» SELECTED EXCERPT:
++++++++++

I don’t usually like mezzos singing this role, but here we have two of the best - God bless the Japanese! Simionato and Cossotto have the advantage of a staged scene; Tebaldi, alas, on a Firestone TV snippet, is badly blocked; she’s looking down throughout. Who was the stage director? 

Simionato has all the goods and her scene is subtly acted. Cossotto, however, is fully within the part, chewing the scenery as is her wont. The closeups help, though I don’t usually like them in opera as the acting is meant to be seen from a distance. But Cossotto is riveting.


----------



## Seattleoperafan (Mar 24, 2013)

MAS said:


> I loved them all. I saw Cossotto sing this role at the San Francisco Opera a bit late for her, when she had a bit of trouble with the high notes, falling short on the highest ones on occasion.
> 
> I don't usually like mezzos singing this role, but here we have two of the best - God bless the Japanese! Simionato and Cossotto have the advantage of a staged scene; Tebaldi, alas, on a Firestone TV snippet, is badly blocked; she's looking down throughout. Who was the stage director?
> 
> Simionato has all the goods and her scene is subtly acted. Cossotto, however, is fully within the part, chewing the scenery as is her wont. The closeups help, though I don't usually like them in opera as the acting is meant to be seen from a distance. But Cossotto is riveting.


I am so glad my workaround on the videos worked!!! I knew these would be great videos. I agree, Tebaldi was really into it but it could have been staged much better. it is a shame Simeonato has to cover up her incredible figure for this role as it is like putting Jayne Mansfield in a choir robe LOL. I have a question about the marvelous performance by Cossoto. She was so emotional and was crying, but have heard that too much real as opposed to acting emotions is bad for your vocal health. What have you heard on this. I can't remember seeing real tears by a singer onstage.


----------



## khalid (11 mo ago)

All of them had some of the most glorious voices, Cossotto and Tebaldi are slightly past their prime, still giving an immaculate performance. Tebaldi is as always, giving some good dramatic insight, but more on the beautiful side. Cossotto gave a terrific performance however, I feel like it's overdone, making it more like a greek tragedy rather than verismo. Simionato gave the most natural performance.


----------



## Tsaraslondon (Nov 7, 2013)

Tebaldi was the least involved, I thought and her acting in this TV progamme, confined to a few stock operatic gestures. She didn't convince me.

Simionato was 50 so is no doubt a little too mature for Santuzza, but I liked her subtly acted version and the way she gradually built up the scene. Cossotto was overwrougt from the word go and I found her performance a bit too over the top. 

Vocally they are all fine, but Simionato was my favourite.


----------



## Woodduck (Mar 17, 2014)

++++++++++

Stored data

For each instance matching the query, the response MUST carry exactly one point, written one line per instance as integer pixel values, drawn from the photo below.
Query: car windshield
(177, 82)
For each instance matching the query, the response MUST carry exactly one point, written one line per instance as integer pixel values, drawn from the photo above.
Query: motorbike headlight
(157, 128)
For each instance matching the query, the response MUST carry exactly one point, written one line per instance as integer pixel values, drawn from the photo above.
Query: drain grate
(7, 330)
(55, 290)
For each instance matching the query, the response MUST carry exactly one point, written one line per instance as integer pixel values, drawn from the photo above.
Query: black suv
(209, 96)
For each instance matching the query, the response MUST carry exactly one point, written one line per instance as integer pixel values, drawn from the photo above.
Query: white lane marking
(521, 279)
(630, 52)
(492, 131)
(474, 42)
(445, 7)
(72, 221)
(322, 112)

++++++++++

» DESCRIPTION OF THE TASK:
Copy the opera discussion from the words "All of them" through the words "most natural performance.", and replace "immaculate" with "flawless". The lines of stored data are separate material from the opera discussion.

» ANSWER FOR THIS EXERCISE:
All of them had some of the most glorious voices, Cossotto and Tebaldi are slightly past their prime, still giving an flawless performance. Tebaldi is as always, giving some good dramatic insight, but more on the beautiful side. Cossotto gave a terrific performance however, I feel like it's overdone, making it more like a greek tragedy rather than verismo. Simionato gave the most natural performance.